- **Brief a**
Translate this sentence from the Pippin article into Spanish: "The token is currently trading around $0.34, after showing volatile movements in recent sessions."

* * * * *

Pippin (PIPPIN) demonstrates structural strength despite a 56% retracement from all-time highs

Pippin maintains its bullish technical setup even after a significant correction from its recent highs. The derivatives market continues to show downward pressure with negative funding rates and a considerable volume of short liquidations. Although momentum indicators show signs of overheating, the underlying market structure still holds its key support points.

Pippin has demonstrated a remarkable resistance capacity despite experiencing a 56% drop from its all-time high near $0.78. The token is currently trading around $0.34, after showing volatile movements in recent sessions. Despite the recent bearish pressure with a 22.99% loss over the last 7 days, the overall technical structure on higher timeframes still retains its original breakout pattern. This suggests that bullish conviction traders have not abandoned their long-term positions.

Technical analysis: The breakout structure remains a key reference

Charts on higher timeframes reveal that Pippin spent months building a consolidation base before achieving its decisive breakout. That breakout was vigorous enough to pierce through several Fibonacci retracement levels without the price stopping significantly. The consolidation zone was originally near the 100% extension around the $0.53 level.

* * * * *

- **Brief b**
In the records below, copy everything from the line containing "Segment the **white" down to the line containing "190L1027 237L1017 357L1050", with both of those lines included.

- **Available records**
* * * * *

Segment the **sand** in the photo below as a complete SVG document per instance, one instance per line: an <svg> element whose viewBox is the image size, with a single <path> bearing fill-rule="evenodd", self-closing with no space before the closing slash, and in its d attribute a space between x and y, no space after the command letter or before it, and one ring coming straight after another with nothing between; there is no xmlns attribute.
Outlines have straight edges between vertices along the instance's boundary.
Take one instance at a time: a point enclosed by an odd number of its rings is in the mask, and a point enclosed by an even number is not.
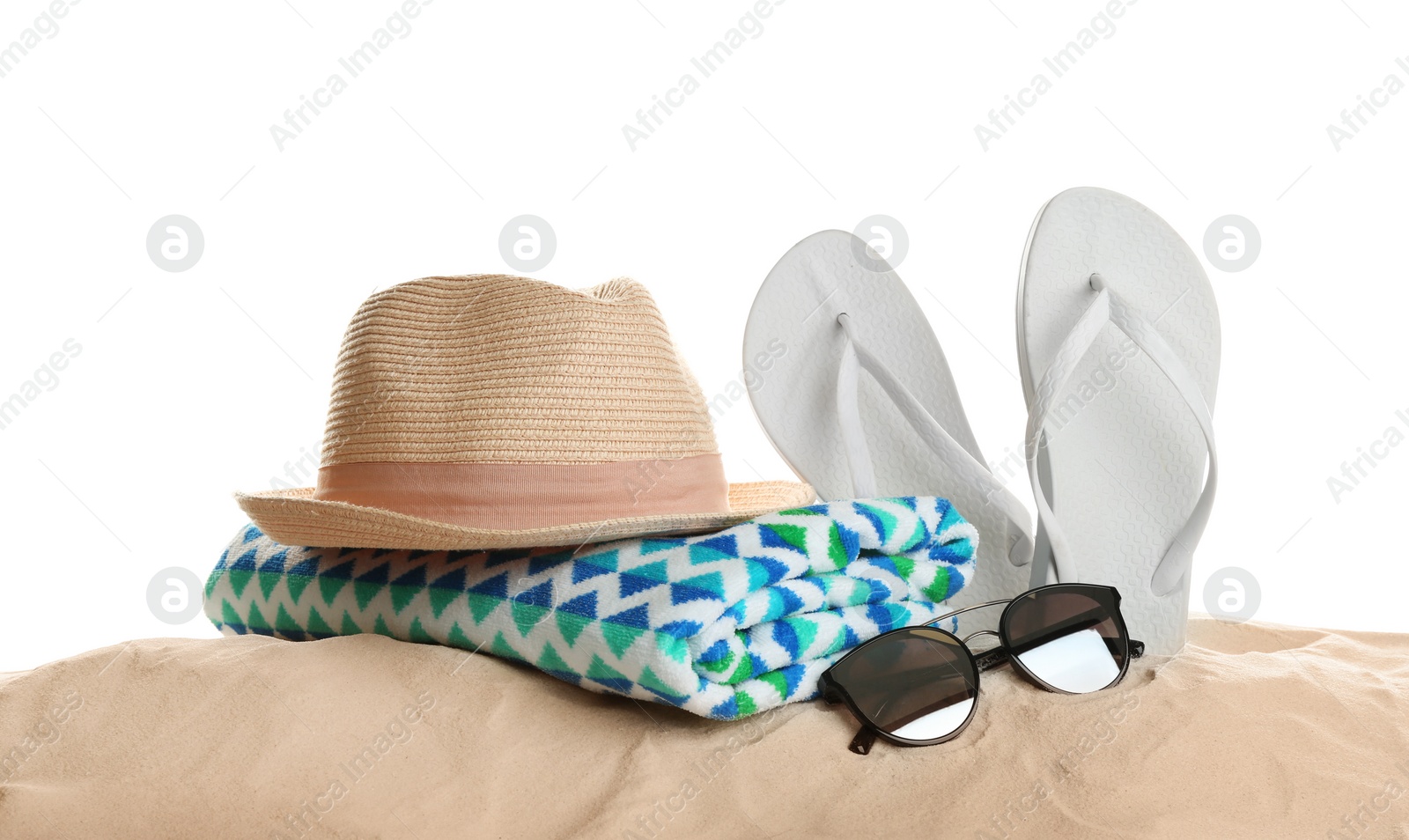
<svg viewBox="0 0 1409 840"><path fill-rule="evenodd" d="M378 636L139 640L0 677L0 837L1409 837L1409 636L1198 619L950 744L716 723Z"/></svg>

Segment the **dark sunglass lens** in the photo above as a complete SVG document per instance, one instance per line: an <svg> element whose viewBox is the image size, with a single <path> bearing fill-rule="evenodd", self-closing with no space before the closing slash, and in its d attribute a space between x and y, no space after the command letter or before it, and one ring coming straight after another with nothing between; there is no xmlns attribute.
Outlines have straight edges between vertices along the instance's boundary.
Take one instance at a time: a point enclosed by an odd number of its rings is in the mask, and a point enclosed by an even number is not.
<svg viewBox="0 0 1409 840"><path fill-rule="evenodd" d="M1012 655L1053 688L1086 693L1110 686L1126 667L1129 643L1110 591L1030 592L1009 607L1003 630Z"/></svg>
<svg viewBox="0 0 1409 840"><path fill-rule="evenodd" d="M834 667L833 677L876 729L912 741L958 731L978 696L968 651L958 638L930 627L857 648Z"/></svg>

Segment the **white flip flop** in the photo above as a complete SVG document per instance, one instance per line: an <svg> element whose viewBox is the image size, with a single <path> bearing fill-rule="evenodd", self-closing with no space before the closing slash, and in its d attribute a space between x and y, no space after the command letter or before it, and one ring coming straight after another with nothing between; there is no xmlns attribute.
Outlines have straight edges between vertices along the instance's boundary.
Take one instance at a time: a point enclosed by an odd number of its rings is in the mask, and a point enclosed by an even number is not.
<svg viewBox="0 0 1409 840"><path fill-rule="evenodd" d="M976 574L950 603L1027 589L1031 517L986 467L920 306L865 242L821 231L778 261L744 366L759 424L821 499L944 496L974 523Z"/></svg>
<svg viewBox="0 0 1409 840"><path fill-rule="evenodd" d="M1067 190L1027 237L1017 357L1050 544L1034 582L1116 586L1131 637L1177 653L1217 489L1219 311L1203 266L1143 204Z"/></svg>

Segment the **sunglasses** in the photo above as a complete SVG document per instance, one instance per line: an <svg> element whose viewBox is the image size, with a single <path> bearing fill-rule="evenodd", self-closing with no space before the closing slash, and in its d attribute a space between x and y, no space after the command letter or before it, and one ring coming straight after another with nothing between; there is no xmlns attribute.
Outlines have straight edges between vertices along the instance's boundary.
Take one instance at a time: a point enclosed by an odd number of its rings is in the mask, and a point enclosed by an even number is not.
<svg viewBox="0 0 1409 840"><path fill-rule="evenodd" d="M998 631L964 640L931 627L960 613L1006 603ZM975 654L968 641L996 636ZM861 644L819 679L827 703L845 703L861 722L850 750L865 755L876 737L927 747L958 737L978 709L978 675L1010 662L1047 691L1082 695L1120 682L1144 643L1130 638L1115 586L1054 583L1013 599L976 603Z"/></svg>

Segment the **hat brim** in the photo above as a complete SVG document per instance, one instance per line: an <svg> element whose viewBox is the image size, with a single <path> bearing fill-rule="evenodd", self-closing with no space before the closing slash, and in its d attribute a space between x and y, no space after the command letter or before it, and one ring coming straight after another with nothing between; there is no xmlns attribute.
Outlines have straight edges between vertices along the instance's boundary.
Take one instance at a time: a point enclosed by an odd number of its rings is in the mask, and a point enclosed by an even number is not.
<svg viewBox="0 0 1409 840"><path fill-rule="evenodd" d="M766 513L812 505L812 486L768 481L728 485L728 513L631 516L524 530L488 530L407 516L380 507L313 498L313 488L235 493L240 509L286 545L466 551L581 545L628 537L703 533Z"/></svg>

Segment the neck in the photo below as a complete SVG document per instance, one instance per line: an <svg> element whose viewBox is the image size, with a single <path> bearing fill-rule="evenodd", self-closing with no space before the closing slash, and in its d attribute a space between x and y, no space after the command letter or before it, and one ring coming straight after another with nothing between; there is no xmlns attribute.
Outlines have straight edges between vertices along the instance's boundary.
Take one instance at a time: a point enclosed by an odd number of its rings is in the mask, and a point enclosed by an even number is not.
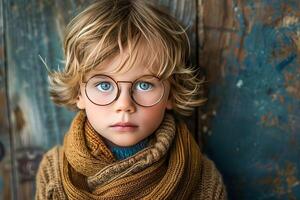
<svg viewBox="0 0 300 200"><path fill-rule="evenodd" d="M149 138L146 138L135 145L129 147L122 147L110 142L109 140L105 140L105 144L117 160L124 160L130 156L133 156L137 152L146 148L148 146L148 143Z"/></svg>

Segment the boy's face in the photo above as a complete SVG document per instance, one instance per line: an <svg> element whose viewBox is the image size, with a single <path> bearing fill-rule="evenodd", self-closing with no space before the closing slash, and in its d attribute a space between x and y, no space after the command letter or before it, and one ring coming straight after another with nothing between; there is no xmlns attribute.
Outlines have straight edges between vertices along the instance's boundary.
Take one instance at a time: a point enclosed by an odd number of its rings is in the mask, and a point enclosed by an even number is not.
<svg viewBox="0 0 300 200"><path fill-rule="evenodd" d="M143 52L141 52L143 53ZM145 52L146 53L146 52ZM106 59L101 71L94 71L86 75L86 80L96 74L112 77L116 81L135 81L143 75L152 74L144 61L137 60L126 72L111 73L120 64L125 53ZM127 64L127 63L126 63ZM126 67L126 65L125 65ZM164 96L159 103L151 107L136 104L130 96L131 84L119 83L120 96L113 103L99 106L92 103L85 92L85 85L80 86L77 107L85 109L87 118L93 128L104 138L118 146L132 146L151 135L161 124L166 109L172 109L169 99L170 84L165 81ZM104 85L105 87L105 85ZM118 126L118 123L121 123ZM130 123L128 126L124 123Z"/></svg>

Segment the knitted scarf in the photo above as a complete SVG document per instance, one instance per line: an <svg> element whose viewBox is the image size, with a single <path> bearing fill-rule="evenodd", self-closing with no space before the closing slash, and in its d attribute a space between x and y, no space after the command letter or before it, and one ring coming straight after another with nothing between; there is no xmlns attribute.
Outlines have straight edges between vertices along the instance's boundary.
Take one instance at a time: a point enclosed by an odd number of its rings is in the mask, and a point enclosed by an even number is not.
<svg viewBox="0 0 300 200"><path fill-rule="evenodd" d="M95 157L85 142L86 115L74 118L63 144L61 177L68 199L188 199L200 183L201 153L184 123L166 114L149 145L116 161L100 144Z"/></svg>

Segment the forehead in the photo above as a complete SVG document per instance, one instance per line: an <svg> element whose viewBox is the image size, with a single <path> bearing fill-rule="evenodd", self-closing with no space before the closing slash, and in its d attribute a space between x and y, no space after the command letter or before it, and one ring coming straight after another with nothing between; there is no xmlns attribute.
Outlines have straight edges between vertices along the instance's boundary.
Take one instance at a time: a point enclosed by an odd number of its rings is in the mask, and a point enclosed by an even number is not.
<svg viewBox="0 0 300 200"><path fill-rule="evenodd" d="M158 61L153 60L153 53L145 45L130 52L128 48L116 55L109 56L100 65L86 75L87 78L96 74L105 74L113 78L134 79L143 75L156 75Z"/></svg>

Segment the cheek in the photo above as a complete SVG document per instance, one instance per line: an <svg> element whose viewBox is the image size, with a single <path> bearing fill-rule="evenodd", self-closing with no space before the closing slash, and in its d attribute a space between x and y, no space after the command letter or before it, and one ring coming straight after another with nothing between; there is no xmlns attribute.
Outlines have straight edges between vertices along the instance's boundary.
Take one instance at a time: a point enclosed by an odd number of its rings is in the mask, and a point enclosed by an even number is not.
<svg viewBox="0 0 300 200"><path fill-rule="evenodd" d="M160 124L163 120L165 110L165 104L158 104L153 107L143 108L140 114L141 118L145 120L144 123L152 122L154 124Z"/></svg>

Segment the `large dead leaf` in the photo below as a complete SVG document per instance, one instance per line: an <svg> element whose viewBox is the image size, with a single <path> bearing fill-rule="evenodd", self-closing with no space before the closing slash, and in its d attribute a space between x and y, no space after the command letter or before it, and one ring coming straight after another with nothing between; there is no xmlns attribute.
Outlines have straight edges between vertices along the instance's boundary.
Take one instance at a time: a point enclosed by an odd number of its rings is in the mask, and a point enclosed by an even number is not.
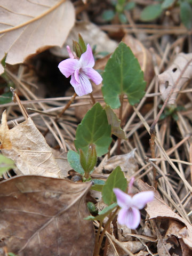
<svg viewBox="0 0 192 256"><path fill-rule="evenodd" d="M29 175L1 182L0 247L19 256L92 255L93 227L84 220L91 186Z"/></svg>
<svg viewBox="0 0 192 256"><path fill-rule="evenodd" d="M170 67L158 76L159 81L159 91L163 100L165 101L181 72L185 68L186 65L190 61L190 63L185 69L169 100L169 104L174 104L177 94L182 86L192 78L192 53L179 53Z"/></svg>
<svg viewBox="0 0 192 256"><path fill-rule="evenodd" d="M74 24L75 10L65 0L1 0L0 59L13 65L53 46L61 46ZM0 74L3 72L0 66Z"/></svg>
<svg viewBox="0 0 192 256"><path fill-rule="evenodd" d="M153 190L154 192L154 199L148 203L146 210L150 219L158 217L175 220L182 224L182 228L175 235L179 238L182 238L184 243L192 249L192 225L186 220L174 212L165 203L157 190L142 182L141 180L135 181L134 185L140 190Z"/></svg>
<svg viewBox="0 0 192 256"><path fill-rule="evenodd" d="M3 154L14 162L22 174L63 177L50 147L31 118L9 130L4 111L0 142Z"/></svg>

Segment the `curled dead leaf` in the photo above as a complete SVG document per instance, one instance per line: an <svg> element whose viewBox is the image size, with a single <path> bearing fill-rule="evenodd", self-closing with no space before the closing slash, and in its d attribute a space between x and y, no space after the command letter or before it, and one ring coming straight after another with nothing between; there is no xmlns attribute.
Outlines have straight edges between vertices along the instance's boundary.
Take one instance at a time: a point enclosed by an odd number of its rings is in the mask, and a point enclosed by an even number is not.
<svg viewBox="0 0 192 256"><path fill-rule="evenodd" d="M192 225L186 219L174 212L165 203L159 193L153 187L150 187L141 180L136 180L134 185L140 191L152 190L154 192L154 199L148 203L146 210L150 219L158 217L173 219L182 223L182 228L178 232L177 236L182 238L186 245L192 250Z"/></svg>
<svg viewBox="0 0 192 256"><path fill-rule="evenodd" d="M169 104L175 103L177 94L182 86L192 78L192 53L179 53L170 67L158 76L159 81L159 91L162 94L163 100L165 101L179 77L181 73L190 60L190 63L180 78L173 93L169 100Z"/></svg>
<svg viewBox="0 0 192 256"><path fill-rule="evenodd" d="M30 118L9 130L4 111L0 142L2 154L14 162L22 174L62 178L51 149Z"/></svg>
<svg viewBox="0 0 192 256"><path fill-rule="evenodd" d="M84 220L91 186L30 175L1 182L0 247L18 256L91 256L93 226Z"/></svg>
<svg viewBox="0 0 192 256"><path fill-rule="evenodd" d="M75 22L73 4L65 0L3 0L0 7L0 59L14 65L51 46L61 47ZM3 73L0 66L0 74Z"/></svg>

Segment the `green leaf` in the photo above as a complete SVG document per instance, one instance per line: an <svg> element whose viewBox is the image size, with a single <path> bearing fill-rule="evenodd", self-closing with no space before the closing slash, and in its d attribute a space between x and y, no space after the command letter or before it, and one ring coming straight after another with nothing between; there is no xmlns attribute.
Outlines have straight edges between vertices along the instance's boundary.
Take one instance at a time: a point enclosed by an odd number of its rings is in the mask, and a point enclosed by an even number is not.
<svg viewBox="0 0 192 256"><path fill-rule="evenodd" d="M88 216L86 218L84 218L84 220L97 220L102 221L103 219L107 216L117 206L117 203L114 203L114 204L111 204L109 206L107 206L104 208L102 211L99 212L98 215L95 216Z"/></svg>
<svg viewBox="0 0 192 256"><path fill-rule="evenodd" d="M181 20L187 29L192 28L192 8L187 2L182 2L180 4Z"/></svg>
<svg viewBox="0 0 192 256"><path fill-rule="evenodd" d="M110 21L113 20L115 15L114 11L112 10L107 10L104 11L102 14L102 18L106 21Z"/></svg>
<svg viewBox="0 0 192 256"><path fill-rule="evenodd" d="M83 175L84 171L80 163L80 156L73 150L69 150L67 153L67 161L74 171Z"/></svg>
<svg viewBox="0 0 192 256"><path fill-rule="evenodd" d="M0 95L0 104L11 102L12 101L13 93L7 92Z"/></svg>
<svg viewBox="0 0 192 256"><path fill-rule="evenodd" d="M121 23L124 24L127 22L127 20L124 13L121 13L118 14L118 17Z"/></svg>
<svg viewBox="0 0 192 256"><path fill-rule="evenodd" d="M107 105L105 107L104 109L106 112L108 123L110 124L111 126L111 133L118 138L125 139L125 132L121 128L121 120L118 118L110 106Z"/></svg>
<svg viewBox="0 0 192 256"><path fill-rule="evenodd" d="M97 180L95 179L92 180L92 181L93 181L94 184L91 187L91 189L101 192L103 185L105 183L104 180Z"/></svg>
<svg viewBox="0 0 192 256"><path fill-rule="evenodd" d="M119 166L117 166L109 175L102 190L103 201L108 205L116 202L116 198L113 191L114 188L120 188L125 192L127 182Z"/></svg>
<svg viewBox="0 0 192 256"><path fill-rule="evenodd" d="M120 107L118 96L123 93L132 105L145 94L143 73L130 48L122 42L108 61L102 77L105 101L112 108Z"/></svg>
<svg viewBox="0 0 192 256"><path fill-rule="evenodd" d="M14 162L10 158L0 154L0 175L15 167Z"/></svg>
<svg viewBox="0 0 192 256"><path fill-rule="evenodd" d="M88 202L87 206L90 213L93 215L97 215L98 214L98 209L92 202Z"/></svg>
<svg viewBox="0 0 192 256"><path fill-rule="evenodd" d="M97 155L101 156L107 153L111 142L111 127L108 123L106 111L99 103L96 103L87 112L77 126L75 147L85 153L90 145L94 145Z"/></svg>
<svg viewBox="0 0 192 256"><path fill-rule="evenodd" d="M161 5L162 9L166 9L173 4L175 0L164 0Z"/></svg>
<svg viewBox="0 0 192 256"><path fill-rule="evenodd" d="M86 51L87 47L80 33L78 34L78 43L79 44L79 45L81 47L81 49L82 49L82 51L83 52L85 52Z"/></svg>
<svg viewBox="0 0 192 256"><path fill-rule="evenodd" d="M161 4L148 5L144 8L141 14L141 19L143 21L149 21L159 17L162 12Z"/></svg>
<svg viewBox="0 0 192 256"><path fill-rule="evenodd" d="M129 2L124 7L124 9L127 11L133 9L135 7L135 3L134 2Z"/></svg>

* * * * *

- **Complete response a**
El token cotiza actualmente en torno a 0,34 dólares, tras mostrar movimientos volátiles en las sesiones recientes.

- **Complete response b**
Segment the **white flip flop** in the photo above as a complete SVG document per instance, one instance per line: an <svg> element whose viewBox is the image size, with a single <path> bearing fill-rule="evenodd", self-closing with no space before the closing slash, and in its d attribute a space between x and y, no space after the command letter or before it, and one ring coming straight after another with nothing between; there is no xmlns attribute.
Outlines have straight edges between vertices along the instance's boundary.
Take one instance at a time: a point enclosed by an odd number of its rings is in the mask, and a point enclosed by an even number is not.
<svg viewBox="0 0 1409 840"><path fill-rule="evenodd" d="M976 574L950 603L1027 589L1031 517L986 467L920 306L865 242L821 231L778 261L744 366L759 424L821 499L944 496L974 523Z"/></svg>
<svg viewBox="0 0 1409 840"><path fill-rule="evenodd" d="M1067 190L1027 237L1017 357L1050 544L1034 582L1116 586L1131 637L1177 653L1217 489L1219 311L1203 266L1143 204Z"/></svg>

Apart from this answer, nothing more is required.